WHAT IS BEING ASKED:
The data must be returned in full and exactly as given.

+ + +

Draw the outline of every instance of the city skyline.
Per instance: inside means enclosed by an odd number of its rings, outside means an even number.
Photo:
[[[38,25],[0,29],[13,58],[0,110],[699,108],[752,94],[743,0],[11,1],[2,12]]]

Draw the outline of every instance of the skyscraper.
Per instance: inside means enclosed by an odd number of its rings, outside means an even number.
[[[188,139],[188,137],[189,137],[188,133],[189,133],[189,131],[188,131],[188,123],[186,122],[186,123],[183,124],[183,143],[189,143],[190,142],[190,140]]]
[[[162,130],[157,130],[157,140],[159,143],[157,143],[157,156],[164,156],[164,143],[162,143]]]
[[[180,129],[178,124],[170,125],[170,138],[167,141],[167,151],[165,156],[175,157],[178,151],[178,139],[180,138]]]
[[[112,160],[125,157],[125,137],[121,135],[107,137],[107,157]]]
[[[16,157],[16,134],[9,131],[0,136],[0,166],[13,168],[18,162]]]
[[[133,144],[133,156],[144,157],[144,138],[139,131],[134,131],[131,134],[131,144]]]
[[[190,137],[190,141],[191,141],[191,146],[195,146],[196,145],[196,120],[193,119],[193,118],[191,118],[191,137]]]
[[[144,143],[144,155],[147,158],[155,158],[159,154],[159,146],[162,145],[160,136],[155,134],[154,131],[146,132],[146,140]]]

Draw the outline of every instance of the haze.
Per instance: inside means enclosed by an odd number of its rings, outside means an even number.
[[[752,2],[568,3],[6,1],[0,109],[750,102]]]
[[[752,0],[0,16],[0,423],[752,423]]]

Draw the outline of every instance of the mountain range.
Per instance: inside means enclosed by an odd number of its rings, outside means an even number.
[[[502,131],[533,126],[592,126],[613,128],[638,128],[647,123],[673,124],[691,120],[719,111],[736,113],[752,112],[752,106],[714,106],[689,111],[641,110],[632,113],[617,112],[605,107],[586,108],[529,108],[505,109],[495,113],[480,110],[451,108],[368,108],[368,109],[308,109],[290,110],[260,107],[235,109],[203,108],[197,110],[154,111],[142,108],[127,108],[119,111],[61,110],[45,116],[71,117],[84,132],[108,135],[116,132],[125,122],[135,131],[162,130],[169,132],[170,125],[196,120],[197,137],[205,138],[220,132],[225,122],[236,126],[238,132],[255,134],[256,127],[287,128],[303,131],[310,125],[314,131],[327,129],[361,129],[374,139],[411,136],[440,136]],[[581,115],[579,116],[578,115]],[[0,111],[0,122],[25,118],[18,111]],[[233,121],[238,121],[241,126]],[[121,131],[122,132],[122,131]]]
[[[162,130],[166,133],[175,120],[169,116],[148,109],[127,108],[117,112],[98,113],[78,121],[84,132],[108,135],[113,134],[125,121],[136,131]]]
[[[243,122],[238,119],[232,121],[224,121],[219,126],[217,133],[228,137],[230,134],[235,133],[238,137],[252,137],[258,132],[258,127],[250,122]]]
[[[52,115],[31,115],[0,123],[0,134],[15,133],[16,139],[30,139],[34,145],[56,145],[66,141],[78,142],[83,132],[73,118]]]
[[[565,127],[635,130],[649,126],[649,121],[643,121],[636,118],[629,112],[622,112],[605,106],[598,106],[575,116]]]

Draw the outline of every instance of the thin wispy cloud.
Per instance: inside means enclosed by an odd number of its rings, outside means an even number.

+ + +

EXERCISE OUTPUT:
Draw the outline of every instance of the city skyline.
Per instance: inside means enclosed by an odd number of its rings, outside means an even number.
Photo:
[[[38,25],[0,29],[13,58],[0,110],[699,108],[752,94],[743,0],[11,1],[2,12]]]

Draw the outline of every instance of the skyscraper.
Per instance: inside means enclosed by an odd number of its rings, outside means an even number.
[[[188,139],[188,137],[189,137],[188,133],[189,133],[189,131],[188,131],[188,123],[186,122],[186,123],[183,124],[183,143],[189,143],[190,142],[190,140]]]
[[[162,130],[157,130],[157,140],[159,143],[157,143],[157,156],[164,156],[164,143],[162,143]]]
[[[180,129],[178,124],[170,125],[170,138],[167,141],[167,151],[165,156],[175,157],[178,151],[178,139],[180,138]]]
[[[112,160],[125,157],[125,137],[121,135],[107,137],[107,157]]]
[[[16,157],[16,134],[9,131],[0,136],[0,166],[13,168],[18,162]]]
[[[133,144],[133,156],[144,157],[144,138],[139,131],[134,131],[131,134],[131,144]]]
[[[190,137],[190,141],[191,141],[191,146],[195,146],[196,145],[196,120],[193,119],[193,118],[191,118],[191,137]]]
[[[144,143],[144,155],[147,158],[155,158],[159,154],[159,146],[162,145],[160,136],[155,134],[154,131],[146,132],[146,140]]]

Draw the outline of every instance of the haze.
Per instance: inside means enclosed by an odd number of its rings, outside means an even number.
[[[752,2],[568,3],[6,1],[0,109],[750,102]]]
[[[752,0],[0,16],[0,423],[752,423]]]

Draw the outline of every instance of the mountain range.
Per instance: inside means enclosed by an odd number of its rings, outside means an even number.
[[[502,131],[533,126],[592,126],[613,128],[638,128],[647,123],[673,124],[691,120],[719,111],[736,113],[752,112],[752,106],[714,106],[689,111],[641,110],[632,113],[617,112],[605,107],[586,108],[529,108],[505,109],[495,113],[480,110],[451,108],[368,108],[368,109],[308,109],[290,110],[260,107],[235,109],[203,108],[197,110],[154,111],[142,108],[127,108],[119,111],[61,110],[45,116],[71,117],[84,132],[108,135],[116,132],[125,122],[135,131],[162,130],[169,132],[170,125],[196,120],[197,137],[205,138],[220,132],[225,122],[236,126],[238,132],[255,134],[256,127],[287,128],[303,131],[310,125],[314,131],[327,129],[361,129],[374,139],[411,136],[440,136]],[[581,115],[579,116],[578,115]],[[0,111],[0,122],[25,118],[18,111]],[[233,121],[238,121],[241,126]],[[121,131],[122,132],[122,131]]]
[[[162,130],[166,133],[175,120],[169,116],[148,109],[127,108],[117,112],[98,113],[78,121],[84,132],[108,135],[113,134],[125,121],[136,131]]]
[[[243,122],[238,119],[232,121],[224,121],[219,126],[217,133],[228,137],[230,134],[235,133],[238,137],[252,137],[258,132],[258,127],[250,122]]]
[[[52,115],[31,115],[0,123],[0,134],[15,133],[16,139],[30,139],[34,145],[56,145],[66,141],[78,142],[83,132],[73,118]]]
[[[565,127],[635,130],[649,126],[649,121],[643,121],[636,118],[629,112],[622,112],[605,106],[598,106],[575,116]]]

Draw the outline of every instance of the thin wispy cloud.
Per instance: inside means enclosed by an odd number of its rings, outside means an even number.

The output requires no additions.